A. Prominence Prediction
The baseline experiment with lexical stress obtained from a pronunciation lexicon for prediction of pitch accent yields substantially higher accuracy than chance. This could be particularly useful in resource-limited languages where prosody labels are usually not available but one has access to a reasonable lexicon with lexical stress markers. Off-the-shelf speech synthesizers like Festival and AT&T speech synthesizer have utilities that perform reasonably well in pitch accent and boundary tone prediction. The AT&T speech synthesizer performs better than Festival in pitch accent prediction while the latter performs better in boundary tone prediction. This can be attributed to better rules in the AT&T synthesizer for pitch accent prediction. Boundary tones are usually highly correlated with punctuation and Festival seems to capture this well. However, both these synthesizers generate a high degree of false alarms.
The maximum entropy model syntactic–prosodic proposed in Section VII-B1 outperforms previously reported results on pitch accent and boundary tone classification. Much of the gain comes from the strength of the maximum entropy modeling in capturing the uncertainty in the classification task. Considering the inter-annotator agreement for ToBI labels is only about 81 % for pitch accents and 93% for boundary tones, the maximum entropy framework is able to capture the uncertainty present in manual annotation. The supertag feature offers additional discriminative information over the part-of-speech tags (also demonstrated by Rainbow and Hirschberg [59]).
The maximum entropy acoustic–prosodic model discussed in Section VII-B2 performs well in isolation compared to the traditional HMM acoustic–prosodic model. This is a simple method, and the quantization resolution can be adjusted based on the amount of data available for training. However, the model performs with slightly lower accuracy when combined with the syntactic features compared to the combined maxent syntactic–prosodic and HMM acoustic–prosodic model. We conjecture that the generalization provided by the acoustic HMM model is complementary to that provided by the maximum entropy acoustic model, resulting in slightly better accuracy when combined with the maxent syntactic model compared the maxent acoustic–syntactic model. We attribute this behavior to better smoothing offered by the HMM compared to the maxent acoustic model. We also expect this slight difference would not be noticeable with a larger data set.

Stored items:
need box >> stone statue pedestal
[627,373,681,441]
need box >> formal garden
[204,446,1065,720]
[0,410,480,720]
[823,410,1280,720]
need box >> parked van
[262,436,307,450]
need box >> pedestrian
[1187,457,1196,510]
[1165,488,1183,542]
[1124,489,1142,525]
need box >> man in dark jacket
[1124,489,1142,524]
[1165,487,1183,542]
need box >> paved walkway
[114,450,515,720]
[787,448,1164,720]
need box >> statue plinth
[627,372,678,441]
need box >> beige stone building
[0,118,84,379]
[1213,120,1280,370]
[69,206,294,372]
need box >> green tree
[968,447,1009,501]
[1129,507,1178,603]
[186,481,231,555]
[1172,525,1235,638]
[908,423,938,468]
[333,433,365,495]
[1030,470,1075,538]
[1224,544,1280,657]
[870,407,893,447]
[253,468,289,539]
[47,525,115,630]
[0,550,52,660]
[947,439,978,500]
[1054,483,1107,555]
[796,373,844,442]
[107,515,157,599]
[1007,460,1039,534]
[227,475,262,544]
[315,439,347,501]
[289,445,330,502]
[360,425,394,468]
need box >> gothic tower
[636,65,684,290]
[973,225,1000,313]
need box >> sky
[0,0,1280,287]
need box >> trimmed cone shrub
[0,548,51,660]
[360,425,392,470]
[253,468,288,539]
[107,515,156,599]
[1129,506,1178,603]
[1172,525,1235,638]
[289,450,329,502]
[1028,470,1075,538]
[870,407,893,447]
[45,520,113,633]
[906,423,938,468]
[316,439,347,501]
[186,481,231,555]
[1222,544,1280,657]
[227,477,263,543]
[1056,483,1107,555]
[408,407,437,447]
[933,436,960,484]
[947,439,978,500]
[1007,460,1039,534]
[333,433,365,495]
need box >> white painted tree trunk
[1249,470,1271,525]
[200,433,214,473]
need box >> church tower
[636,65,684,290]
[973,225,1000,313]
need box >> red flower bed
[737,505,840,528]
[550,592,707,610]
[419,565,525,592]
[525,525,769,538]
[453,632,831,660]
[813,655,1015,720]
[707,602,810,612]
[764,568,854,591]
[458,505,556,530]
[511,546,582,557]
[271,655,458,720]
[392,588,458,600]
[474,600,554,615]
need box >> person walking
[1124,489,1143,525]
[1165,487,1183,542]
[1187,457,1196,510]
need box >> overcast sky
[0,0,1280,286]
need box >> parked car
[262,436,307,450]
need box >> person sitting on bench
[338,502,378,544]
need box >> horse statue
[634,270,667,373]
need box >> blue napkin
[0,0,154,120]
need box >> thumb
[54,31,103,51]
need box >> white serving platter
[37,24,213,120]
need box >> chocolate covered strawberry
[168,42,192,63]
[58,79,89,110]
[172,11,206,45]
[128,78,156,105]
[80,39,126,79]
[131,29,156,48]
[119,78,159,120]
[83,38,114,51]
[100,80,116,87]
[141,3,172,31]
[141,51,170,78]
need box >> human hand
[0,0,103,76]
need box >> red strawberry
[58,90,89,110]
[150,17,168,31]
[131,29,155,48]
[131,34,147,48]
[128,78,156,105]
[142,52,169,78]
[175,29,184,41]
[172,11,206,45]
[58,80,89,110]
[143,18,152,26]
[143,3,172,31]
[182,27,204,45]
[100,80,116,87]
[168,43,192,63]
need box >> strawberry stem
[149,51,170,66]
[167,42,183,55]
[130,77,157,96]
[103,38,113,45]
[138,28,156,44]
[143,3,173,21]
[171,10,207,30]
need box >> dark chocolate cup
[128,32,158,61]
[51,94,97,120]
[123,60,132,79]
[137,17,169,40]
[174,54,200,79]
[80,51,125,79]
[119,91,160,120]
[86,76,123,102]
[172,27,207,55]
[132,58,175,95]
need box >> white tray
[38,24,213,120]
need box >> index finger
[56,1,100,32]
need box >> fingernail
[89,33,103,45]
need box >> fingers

Problems:
1. Answer these questions about the passage on prominence prediction:
(a) Which off-the-shelf synthesizer does better at boundary tone prediction?
(b) What is the inter-annotator agreement for ToBI pitch accent labels?
(c) To what do the authors attribute the HMM model's slightly better accuracy when combined with the maxent syntactic model?
2. Write the next part of the passage on prominence prediction, picking up after its final sentence.

Expected results:
1.
(a) Festival
(b) About 81%
(c) The HMM offers better smoothing than the maxent acoustic model.

2.
The weighted maximum entropy syntactic–prosodic model and HMM acoustic–prosodic model performs the best in pitch accent and boundary tone classification. The classification accuracies are comparable to the inter-annotator agreement for the ToBI labels. Our HMM acoustic–prosodic model is a generative model and does not assume the knowledge of word boundaries in predicting the prosodic labels as in previous approaches [2], [15], [20]. This makes it possible to have true parallel prosody prediction during speech recognition. However, the incorporation of word boundary knowledge, when available, can aid in improved detection accuracies [63]. This is also true in the case of our maxent acoustic–prosodic model that assumes word segmentation information. The weighted approach also offers flexibility in prosody labeling for either speech synthesis or speech recognition. While the syntactic–prosodic model would be more discriminative for speech synthesis, the acoustic–prosodic model is more appropriate for speech recognition.
B. Phrase Structure Prediction
The baseline results from Festival speech synthesizer are relatively modest for the break index prediction and only slightly better than chance. The break index prediction module in the synthesizer is mainly based on punctuation and parts-of-speech tag information and hence does not provide a rich set of discriminative features. The accuracies reported on the BU corpus are substantially higher compared to chance than those reported on the BDC corpus. We found that the distribution of break indices was highly skewed in the BDC corpus, and the corpus also does not contain any punctuation markers. Our proposed maximum entropy break index labeling with lexical and syntactic information alone achieves 83.95% and 87.18% accuracy on the BU and BDC corpora. The syntactic model can be used in text-to-speech synthesis and sentence disambiguation (for parsing) applications. We also envision the use of prosodic breaks in speech translation by aiding in the construction of improved phrase translation tables.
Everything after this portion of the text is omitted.